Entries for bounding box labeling
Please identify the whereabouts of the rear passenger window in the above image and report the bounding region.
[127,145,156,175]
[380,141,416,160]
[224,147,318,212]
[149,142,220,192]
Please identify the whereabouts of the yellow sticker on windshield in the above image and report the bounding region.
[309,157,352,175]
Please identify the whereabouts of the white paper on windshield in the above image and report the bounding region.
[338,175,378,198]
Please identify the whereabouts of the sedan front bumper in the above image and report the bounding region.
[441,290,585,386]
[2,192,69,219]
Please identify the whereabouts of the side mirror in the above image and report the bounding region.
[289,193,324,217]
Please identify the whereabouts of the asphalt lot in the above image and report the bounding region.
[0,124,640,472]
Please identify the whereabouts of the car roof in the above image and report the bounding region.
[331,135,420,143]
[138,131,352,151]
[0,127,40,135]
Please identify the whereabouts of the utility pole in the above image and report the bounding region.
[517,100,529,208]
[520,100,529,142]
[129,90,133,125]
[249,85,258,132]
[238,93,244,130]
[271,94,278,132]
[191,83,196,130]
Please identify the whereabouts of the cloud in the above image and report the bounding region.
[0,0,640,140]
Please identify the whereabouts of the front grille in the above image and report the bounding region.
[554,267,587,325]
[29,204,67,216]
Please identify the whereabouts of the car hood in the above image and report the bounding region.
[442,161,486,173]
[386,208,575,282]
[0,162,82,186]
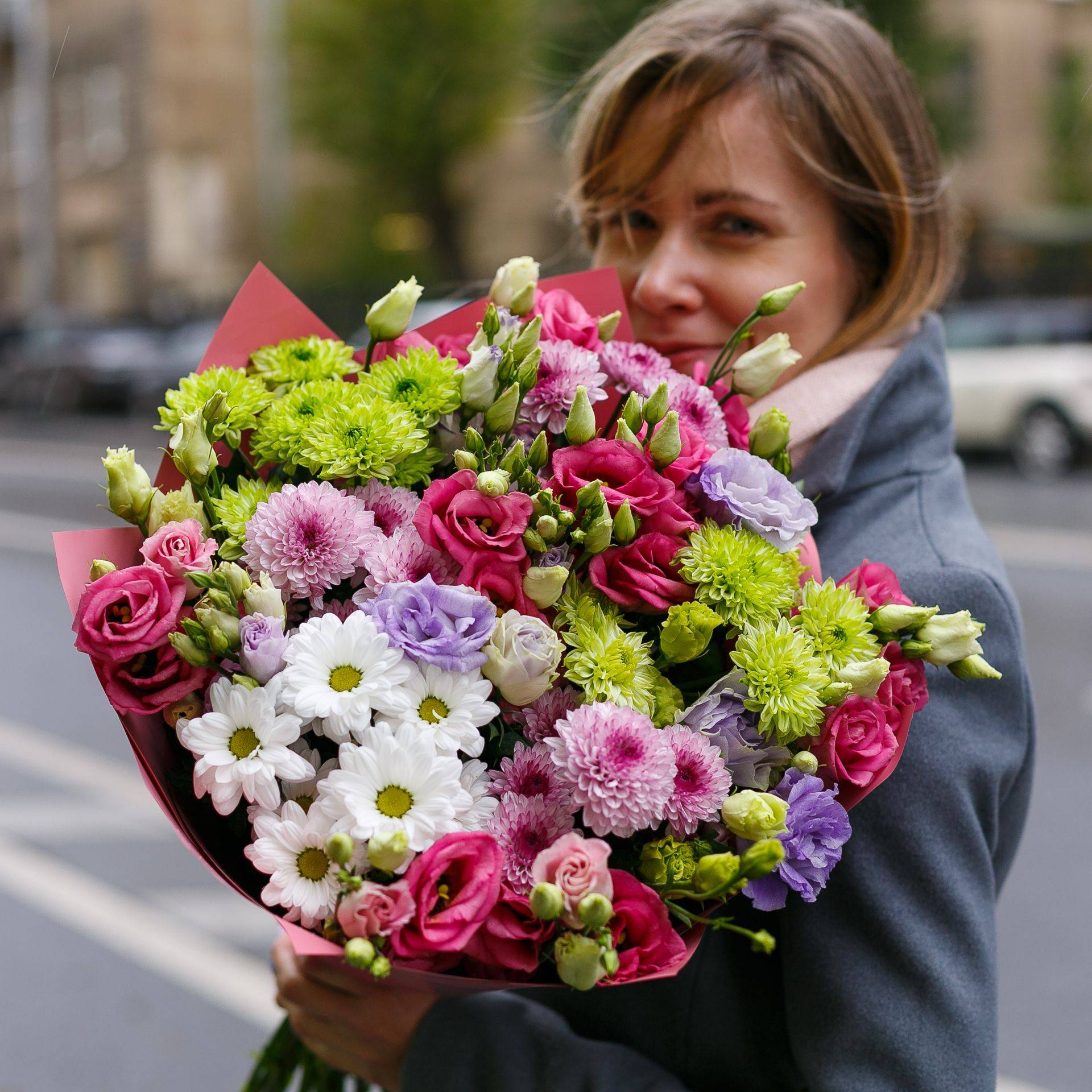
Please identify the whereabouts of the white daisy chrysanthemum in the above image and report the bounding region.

**Task**. Copy out the entries from the very beginning through the line holding "[0,127,40,135]", inclusive, swapping "whereabouts" for "location" and leaving everything else untouched. Give only those lines.

**Exercise result**.
Please identify the location of the rear passenger window in the above image and report the bounding region.
[127,145,156,175]
[380,141,416,160]
[224,147,318,212]
[149,142,220,192]
Please identify the location of the yellow sticker on windshield in the above image and report the bounding region.
[309,157,352,175]
Please identify the location of the white paper on windshield in the above image and report the bounding region.
[338,175,378,198]
Please identify the location of the sedan front bumper in the above image and report the bounding region.
[441,290,585,386]
[2,192,69,219]
Please identify the location of the side mirror in the above image and report the bounding region.
[289,193,324,217]
Please identify the location of the asphalt lot in the above image and report the bounding region.
[0,124,640,472]
Please identify the location of the car roof in the above image and report the bounding region.
[331,135,420,143]
[138,131,352,151]
[0,127,40,135]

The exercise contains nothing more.